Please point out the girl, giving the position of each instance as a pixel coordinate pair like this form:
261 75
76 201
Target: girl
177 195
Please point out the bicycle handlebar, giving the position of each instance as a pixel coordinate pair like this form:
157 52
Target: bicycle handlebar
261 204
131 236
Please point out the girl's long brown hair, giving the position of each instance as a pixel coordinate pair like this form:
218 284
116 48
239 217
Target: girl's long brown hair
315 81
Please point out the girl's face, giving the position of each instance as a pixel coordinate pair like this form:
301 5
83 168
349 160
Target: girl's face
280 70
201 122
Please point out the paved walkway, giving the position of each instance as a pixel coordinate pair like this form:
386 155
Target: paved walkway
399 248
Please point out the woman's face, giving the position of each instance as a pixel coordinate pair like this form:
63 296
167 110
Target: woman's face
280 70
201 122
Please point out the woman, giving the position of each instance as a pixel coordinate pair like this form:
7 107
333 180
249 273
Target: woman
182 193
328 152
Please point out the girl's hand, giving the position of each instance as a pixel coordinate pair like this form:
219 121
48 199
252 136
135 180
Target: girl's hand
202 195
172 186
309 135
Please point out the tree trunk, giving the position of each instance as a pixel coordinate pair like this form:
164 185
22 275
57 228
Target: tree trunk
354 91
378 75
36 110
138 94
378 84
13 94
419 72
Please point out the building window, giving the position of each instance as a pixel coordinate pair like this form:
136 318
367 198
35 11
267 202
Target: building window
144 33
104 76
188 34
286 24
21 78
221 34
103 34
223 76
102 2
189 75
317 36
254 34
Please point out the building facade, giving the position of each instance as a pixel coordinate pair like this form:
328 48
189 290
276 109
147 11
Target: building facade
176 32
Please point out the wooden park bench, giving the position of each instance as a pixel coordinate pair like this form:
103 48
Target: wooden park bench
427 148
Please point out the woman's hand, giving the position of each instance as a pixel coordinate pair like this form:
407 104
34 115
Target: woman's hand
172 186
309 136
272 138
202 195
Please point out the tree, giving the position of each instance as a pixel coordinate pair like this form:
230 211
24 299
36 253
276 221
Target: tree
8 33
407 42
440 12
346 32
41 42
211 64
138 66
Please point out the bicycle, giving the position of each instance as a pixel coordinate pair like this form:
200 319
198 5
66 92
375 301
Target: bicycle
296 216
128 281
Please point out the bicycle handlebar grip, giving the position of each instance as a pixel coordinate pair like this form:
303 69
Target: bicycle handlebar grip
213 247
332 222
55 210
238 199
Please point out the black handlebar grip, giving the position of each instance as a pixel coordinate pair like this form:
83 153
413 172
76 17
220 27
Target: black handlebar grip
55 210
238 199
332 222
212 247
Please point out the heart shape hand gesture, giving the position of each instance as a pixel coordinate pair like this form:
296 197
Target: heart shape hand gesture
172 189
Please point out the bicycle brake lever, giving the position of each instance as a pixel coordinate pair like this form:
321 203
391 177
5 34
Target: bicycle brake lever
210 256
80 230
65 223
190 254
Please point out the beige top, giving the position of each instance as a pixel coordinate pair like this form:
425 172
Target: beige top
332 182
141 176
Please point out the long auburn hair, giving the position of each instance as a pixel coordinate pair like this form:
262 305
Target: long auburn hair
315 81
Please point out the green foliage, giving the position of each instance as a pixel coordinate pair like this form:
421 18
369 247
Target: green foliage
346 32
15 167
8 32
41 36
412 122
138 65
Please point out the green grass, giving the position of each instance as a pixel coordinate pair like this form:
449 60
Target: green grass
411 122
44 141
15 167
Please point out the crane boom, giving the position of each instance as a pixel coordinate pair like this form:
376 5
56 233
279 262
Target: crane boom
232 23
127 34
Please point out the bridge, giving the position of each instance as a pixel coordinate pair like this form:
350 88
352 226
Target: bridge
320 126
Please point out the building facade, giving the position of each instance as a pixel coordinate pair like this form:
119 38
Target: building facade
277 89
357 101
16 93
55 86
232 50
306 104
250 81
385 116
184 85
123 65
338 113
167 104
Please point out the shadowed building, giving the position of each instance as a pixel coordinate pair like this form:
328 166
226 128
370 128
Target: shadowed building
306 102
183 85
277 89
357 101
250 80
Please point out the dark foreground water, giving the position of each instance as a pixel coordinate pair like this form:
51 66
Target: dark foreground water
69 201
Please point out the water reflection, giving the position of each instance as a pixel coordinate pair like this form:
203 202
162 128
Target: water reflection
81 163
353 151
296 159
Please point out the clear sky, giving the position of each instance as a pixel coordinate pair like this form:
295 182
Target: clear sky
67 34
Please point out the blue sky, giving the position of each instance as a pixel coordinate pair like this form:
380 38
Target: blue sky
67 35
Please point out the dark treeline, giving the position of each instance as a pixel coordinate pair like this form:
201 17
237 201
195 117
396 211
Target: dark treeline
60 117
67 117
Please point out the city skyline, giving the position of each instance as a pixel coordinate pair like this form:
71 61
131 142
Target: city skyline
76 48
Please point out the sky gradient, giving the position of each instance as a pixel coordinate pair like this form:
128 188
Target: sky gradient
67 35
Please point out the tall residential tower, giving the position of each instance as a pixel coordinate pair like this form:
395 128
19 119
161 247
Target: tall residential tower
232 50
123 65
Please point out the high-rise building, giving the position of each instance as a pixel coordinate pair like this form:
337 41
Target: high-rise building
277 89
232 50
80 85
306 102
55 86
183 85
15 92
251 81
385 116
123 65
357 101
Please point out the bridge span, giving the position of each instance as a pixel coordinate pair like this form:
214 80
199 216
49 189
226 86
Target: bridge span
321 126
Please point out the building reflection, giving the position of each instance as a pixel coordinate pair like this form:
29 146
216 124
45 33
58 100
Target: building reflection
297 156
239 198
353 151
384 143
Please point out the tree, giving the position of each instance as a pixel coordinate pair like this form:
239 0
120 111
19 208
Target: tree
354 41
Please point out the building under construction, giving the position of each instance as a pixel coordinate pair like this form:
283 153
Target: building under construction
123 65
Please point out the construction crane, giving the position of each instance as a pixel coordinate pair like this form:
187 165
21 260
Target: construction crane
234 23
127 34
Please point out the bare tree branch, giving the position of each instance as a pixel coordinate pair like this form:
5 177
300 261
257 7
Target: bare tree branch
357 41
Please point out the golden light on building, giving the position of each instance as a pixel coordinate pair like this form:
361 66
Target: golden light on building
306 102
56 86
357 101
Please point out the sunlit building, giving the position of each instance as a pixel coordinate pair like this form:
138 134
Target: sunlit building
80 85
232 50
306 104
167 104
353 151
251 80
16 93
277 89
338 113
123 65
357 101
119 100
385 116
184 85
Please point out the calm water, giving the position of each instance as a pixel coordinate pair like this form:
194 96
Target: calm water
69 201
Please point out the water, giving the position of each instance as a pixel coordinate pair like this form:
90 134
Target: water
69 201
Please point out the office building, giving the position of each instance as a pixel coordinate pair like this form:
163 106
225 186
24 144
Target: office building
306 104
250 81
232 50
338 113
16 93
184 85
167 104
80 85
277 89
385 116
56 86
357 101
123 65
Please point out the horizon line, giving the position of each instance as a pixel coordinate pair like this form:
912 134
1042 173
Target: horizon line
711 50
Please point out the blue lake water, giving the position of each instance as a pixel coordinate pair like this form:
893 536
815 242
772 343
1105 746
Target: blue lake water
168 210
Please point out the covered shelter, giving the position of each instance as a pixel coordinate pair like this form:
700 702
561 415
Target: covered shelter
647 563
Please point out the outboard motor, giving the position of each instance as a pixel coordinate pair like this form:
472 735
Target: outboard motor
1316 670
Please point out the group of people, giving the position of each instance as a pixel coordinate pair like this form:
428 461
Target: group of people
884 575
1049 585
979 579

====

# [About this task]
Every line of the listing above should be copied word for word.

# [Completed task]
Please point out the girl, giving the position of each instance as a pixel coordinate pair like this form:
261 75
76 201
Target: girl
177 195
Please point out the bicycle handlebar, giving the position of each instance as a pixel coordinate pair like this form:
157 52
Target: bicycle handlebar
261 204
131 236
Please point out the girl's long brown hair, giving the position of each instance as a pixel coordinate pair like this form:
218 284
116 48
239 217
Target: girl's long brown hair
315 81
Please point out the girl's face, giving the position of each instance as a pixel coordinate pair like this form:
301 5
83 168
349 160
Target: girl's face
280 70
201 122
Please point out the paved walkway, giving the position of each instance as a pixel coordinate pair like this form:
386 155
Target: paved walkway
399 248
Please point out the woman's face, giving the position of each instance as a pixel coordinate pair like this form:
63 296
167 110
Target: woman's face
280 70
201 122
Please point out the woman, giving the position of each instance as a pixel coordinate pair like this form:
7 107
333 180
249 273
Target: woman
182 193
328 152
Please point out the girl's hand, giving the position of each instance as a pixel coordinate pair like this form:
219 121
48 199
252 136
135 180
Target: girl's hand
202 195
172 186
309 135
Please point out the tree trunk, giving the position of each instance as a pixel coordinate pair like this form:
164 185
22 275
57 228
Target: tree trunk
354 91
378 75
36 110
138 94
378 84
13 94
419 72
Please point out the building window, giving the position of each instance as a pixel coordinate pair like this form:
136 318
367 198
35 11
267 202
Target: building window
144 33
104 76
188 34
286 24
21 78
221 34
103 34
223 76
102 2
189 75
317 36
254 34
Please point out the building facade, giving the position of each instance as a pixel coordinate pair like this form:
328 48
189 290
276 109
147 11
Target: building facade
176 32
Please point out the wooden park bench, giving the position of each instance as a pixel coordinate pair like this form:
103 48
Target: wooden park bench
427 148
Please point out the woman's hand, giving the position of each instance as a pixel coordinate pair like this form:
407 104
34 115
Target: woman's hand
172 186
309 136
272 138
202 195
Please point out the tree, giving the position of each instance as a pixel coordinate pair like this form:
230 211
24 299
36 253
276 221
Target: tree
8 33
407 42
440 12
346 32
41 42
211 64
138 66
Please point out the bicycle, giving the position of each instance as a pixel coordinate pair like this form:
200 319
198 5
66 92
375 301
Target: bicycle
296 216
128 281
Please point out the bicycle handlebar grip, giving the position of each instance as a pixel coordinate pair like this form:
303 69
Target: bicycle handlebar grip
213 247
332 222
55 210
238 199
Please point out the black handlebar grip, giving the position of each instance as a pixel coordinate pair like this form:
83 153
413 172
76 17
220 27
Target: black handlebar grip
55 210
238 199
332 222
212 247
Please point out the heart shape hand gesture, giving the position of each instance as a pixel coordinate pair like this form:
296 197
Target: heart shape hand gesture
172 189
Please point out the bicycle brake lever, giving the position of each instance as a pixel coordinate pair like this form:
321 203
391 177
5 34
Target: bicycle brake lever
210 256
80 230
65 223
190 254
Please point out the beige top, giving the position of each instance as a pixel coordinate pair like this form:
425 172
Target: beige top
332 182
141 176
Please point out the long auburn hair, giving the position of each instance as a pixel coordinate pair like this form:
262 305
Target: long auburn hair
315 81
Please point out the green foliage, giving the position of each instance as a pixel coordinate pair like this form:
421 18
369 247
Target: green foliage
346 32
15 167
8 32
41 36
412 122
138 65
Please point out the green grass, giving the position of each instance as a pixel coordinate pair like this form:
449 60
Target: green grass
411 122
44 141
15 167
Please point out the crane boom, giving the position of each instance as a pixel coordinate pair like this form:
376 5
56 233
279 262
Target: crane boom
232 23
127 34
Please point out the bridge, giving the position of each instance as a pixel coordinate pair like this form:
350 88
352 226
Target: bridge
320 126
Please point out the building facade, giving the position of each instance as a pixel coordinate pair like this form:
119 38
Target: building facade
277 89
357 101
16 93
55 86
232 50
306 104
250 81
385 116
184 85
123 65
338 113
167 104
Please point out the shadowed building, giving the position of each instance as a pixel coordinate pair like this form:
328 166
226 128
370 128
Target: shadowed building
306 102
183 85
277 89
357 101
250 80
Please point out the dark foreground water, giving the position of each instance as a pixel coordinate pair like this form:
51 66
Target: dark foreground water
69 201
Please point out the water reflection, giving the position of each instance as a pixel coordinate pair like this form:
203 202
162 128
Target: water reflection
81 163
353 151
296 159
Please point out the clear sky, giving the position of each instance as a pixel coordinate pair like this form:
295 182
Target: clear sky
67 34
Please point out the blue sky, giving the position of each instance as a pixel coordinate pair like this form:
380 38
Target: blue sky
67 35
Please point out the dark treeline, giving the position of each instance as a pixel coordinate pair like this form:
201 17
237 201
195 117
396 211
Target: dark treeline
60 117
67 117
Please point out the city skyline, giving the position of each instance as a pixel coordinate pair like this form:
71 61
131 142
Target: city skyline
76 48
Please point out the sky gradient, giving the position of each instance as a pixel coordinate pair like this form:
128 188
Target: sky gradient
67 35
Please point out the tall residential tower, giving the position of each instance as a pixel coordinate pair like this form:
395 128
19 119
161 247
Target: tall residential tower
232 50
123 65
Please point out the high-rise building, giving the position of each instance as a pixel coordinate pair like this form:
337 41
Target: high-rise building
277 89
232 50
80 85
306 102
55 86
183 85
15 92
251 81
385 116
123 65
357 101
Please point out the bridge span, giving the position of each instance as a pixel coordinate pair like this form:
214 80
199 216
49 189
226 86
Target: bridge span
321 126
Please point out the building reflection, giving the position of each instance as a pixel coordinate pair like this form:
29 146
216 124
45 33
58 100
Target: building reflection
297 156
239 198
353 151
384 143
Please point out the tree, giving the position of each instance as a pixel coordinate pair like this form:
239 0
120 111
19 208
Target: tree
354 41
Please point out the building under construction, giving the position of each instance as a pixel coordinate pair like this form:
283 153
Target: building under construction
123 65
Please point out the construction crane, giving the position of each instance as a pixel coordinate pair like this form:
187 165
21 260
Target: construction crane
234 23
127 34
Please point out the bare tree branch, giving the position of each instance as a pixel coordinate pair like this form:
5 177
300 261
257 7
Target: bare tree branch
357 41
Please point out the golden light on building, giving the position of each instance as a pixel coordinate pair like this form:
361 66
Target: golden light on building
306 102
56 86
357 101
Please point out the sunlit building, giving the position of each instance as a pixel coordinate pair like this form:
138 134
Target: sunlit building
80 85
232 50
306 104
167 104
353 151
251 80
16 93
277 89
338 113
123 65
357 101
119 100
385 116
184 85
Please point out the calm water, giving the position of each instance as a pixel coordinate pair like this form:
194 96
Target: calm water
69 201
Please point out the water, giving the position of each instance as a pixel coordinate pair like this form:
90 134
Target: water
69 201
Please point out the office building, giving the position of each instance as a pixel coordinate pair like this form:
163 106
225 186
24 144
Target: office building
306 104
250 81
232 50
338 113
16 93
184 85
167 104
80 85
277 89
385 116
56 86
357 101
123 65
Please point out the horizon line, giving the position of each instance as a pixel coordinate pair like this form:
912 134
1042 173
Target: horizon line
711 50
Please point out the blue lake water, giving the position of each instance as a pixel coordinate pair like this form:
893 536
815 242
772 343
1105 746
Target: blue lake water
168 210
Please point out the covered shelter, giving the position of each instance as a pixel coordinate pair like this form:
700 702
561 415
Target: covered shelter
647 563
Please point out the outboard motor, giving the position of each instance as a pixel coordinate pair like this form:
472 735
Target: outboard motor
1316 670
Please point out the group of people, giving the position of each instance as a pixel coordinate pair like this form:
428 461
Target: group of people
884 575
1049 585
979 579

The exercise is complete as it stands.